--- Start of ITEMS ---

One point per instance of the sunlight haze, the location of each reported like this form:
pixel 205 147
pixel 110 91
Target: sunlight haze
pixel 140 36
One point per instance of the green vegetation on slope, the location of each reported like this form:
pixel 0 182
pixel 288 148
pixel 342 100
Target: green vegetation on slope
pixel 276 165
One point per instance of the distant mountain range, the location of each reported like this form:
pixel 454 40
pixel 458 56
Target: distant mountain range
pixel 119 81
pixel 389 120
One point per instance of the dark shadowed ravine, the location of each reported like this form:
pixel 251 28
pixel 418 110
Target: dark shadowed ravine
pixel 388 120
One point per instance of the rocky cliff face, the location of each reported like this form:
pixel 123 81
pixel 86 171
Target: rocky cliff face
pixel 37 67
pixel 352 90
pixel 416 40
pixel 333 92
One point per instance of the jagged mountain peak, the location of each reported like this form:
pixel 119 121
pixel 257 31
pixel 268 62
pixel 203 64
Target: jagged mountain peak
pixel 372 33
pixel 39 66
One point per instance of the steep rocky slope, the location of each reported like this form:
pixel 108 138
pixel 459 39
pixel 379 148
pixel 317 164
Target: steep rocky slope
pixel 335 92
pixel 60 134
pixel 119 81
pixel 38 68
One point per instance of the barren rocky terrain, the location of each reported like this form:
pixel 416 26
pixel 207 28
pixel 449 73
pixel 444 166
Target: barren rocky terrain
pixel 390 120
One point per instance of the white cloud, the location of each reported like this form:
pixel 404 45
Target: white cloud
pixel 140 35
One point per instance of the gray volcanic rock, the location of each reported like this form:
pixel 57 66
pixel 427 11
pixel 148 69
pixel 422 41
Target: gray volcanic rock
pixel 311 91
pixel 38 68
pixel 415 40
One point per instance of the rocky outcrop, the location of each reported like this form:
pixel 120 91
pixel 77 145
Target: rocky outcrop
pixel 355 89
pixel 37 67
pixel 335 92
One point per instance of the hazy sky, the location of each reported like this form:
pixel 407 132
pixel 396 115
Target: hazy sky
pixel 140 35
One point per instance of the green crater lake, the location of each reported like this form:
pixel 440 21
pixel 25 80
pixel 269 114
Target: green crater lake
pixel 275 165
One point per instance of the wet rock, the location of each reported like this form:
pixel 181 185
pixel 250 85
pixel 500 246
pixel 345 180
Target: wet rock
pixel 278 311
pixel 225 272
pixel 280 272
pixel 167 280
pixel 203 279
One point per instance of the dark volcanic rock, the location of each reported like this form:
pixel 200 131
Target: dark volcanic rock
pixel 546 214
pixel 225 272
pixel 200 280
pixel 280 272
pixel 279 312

--- End of ITEMS ---

THE EXERCISE: Extract exactly the lines between the line containing "One point per instance of the steep" and the end of the data, including both.

RESULT OF THIS EXERCISE:
One point per instance of the steep rocky slope, the location of each reported like this form:
pixel 108 138
pixel 459 39
pixel 379 148
pixel 317 164
Target: steep rocky slope
pixel 335 92
pixel 60 134
pixel 119 81
pixel 38 68
One point per instance of the barren rocky terrain, the location of each reported like this form:
pixel 416 26
pixel 207 28
pixel 449 73
pixel 444 166
Target: barren rocky terrain
pixel 390 120
One point per instance of the white cloud, the location of each reported like this form:
pixel 404 45
Target: white cloud
pixel 140 35
One point per instance of the gray volcanic rock, the location of each reported like this form:
pixel 57 66
pixel 427 11
pixel 148 69
pixel 422 41
Target: gray volcanic rock
pixel 311 91
pixel 38 68
pixel 415 40
One point per instance of the rocky outcrop, the location of each reported like this form:
pixel 120 91
pixel 77 145
Target: rocky outcrop
pixel 355 89
pixel 37 67
pixel 335 92
One point per instance of the hazy sky, the location of each reported like this form:
pixel 407 132
pixel 396 115
Target: hazy sky
pixel 140 35
One point per instance of the green crater lake, the location of each reported like this form:
pixel 440 21
pixel 25 80
pixel 269 114
Target: green crater lake
pixel 275 165
One point per instance of the wet rock, the location of each reported like this form:
pixel 181 185
pixel 250 85
pixel 500 246
pixel 345 180
Target: wet rock
pixel 278 311
pixel 225 272
pixel 280 272
pixel 167 280
pixel 203 279
One point per instance of the dark volcanic rock, the location of each reported like this form:
pixel 200 131
Target: dark volcanic rock
pixel 546 214
pixel 225 272
pixel 200 280
pixel 280 272
pixel 279 312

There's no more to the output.